*** Given data

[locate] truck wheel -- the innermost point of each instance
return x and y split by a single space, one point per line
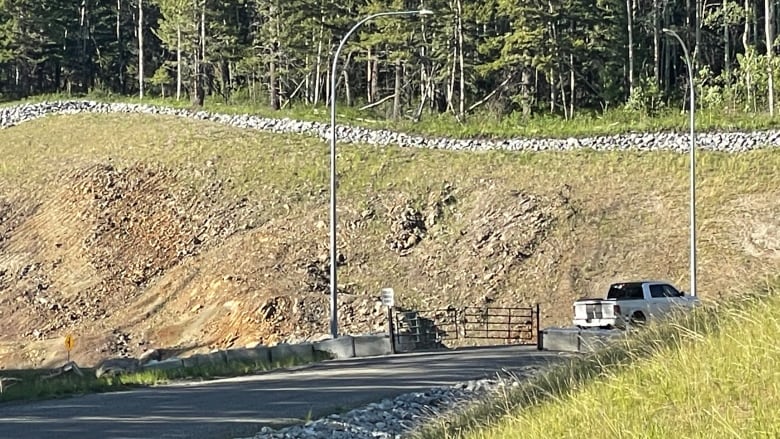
638 318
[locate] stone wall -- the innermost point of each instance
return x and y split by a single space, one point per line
669 141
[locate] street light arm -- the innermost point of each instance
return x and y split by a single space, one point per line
344 40
692 160
333 75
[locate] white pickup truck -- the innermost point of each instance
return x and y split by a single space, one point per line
631 303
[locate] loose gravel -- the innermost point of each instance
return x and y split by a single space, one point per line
395 418
731 142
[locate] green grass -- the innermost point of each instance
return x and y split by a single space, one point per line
483 124
35 385
712 373
631 207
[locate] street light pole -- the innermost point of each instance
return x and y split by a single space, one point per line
333 253
692 151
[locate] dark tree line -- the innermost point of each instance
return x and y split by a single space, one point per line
528 56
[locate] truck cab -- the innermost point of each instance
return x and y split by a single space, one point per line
630 303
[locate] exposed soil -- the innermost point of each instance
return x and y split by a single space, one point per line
141 256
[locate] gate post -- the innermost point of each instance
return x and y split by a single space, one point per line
538 330
391 329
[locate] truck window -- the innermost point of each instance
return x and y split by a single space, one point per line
671 291
632 291
658 291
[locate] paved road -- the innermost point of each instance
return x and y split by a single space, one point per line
241 406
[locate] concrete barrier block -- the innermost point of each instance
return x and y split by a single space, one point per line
593 340
303 352
173 363
258 354
342 347
561 339
372 345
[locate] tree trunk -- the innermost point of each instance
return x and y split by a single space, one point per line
630 21
746 46
178 60
317 85
768 29
698 12
553 91
571 86
197 95
397 89
140 49
656 43
525 88
451 85
726 42
462 91
369 71
374 78
273 87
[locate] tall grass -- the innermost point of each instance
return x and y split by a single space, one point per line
711 373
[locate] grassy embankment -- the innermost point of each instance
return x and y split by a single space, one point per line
481 123
709 374
290 172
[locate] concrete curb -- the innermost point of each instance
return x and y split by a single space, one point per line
576 339
340 348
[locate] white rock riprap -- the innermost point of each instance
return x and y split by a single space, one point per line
393 418
731 142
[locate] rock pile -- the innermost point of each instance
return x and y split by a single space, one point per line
678 142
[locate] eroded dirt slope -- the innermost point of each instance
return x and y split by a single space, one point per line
136 254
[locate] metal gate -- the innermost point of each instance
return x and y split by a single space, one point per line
430 329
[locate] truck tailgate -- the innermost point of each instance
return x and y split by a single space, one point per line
594 309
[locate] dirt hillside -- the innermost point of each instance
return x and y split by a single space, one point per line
187 248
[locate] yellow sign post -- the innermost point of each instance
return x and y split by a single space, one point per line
70 341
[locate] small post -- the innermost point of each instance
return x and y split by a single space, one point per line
391 328
387 296
538 330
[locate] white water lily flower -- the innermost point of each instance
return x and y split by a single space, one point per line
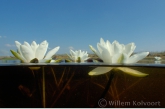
78 56
117 53
157 58
27 52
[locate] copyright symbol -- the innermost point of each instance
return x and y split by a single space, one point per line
102 102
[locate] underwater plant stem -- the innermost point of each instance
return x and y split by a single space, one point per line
62 90
43 88
107 87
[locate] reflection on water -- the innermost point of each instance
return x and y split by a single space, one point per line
69 85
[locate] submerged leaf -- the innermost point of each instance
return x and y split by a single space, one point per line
100 70
35 60
131 71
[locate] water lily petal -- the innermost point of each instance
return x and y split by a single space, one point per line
117 47
72 53
102 42
51 53
34 46
17 55
18 46
129 48
106 57
131 71
27 44
41 50
100 70
110 48
136 57
27 52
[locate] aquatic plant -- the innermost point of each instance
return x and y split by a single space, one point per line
78 56
33 53
157 58
117 53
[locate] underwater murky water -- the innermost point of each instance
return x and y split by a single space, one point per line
69 85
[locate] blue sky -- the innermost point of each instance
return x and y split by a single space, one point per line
79 23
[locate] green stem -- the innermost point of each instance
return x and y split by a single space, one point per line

******

#### Exercise requirements:
Check each line of the records for the word "post" and extract those that contain it.

#### Output of the task:
[locate] gate post -- the innermost point of each instance
[locate] yellow sign post -- the innermost point of each instance
[locate] small post -- the innermost point of each instance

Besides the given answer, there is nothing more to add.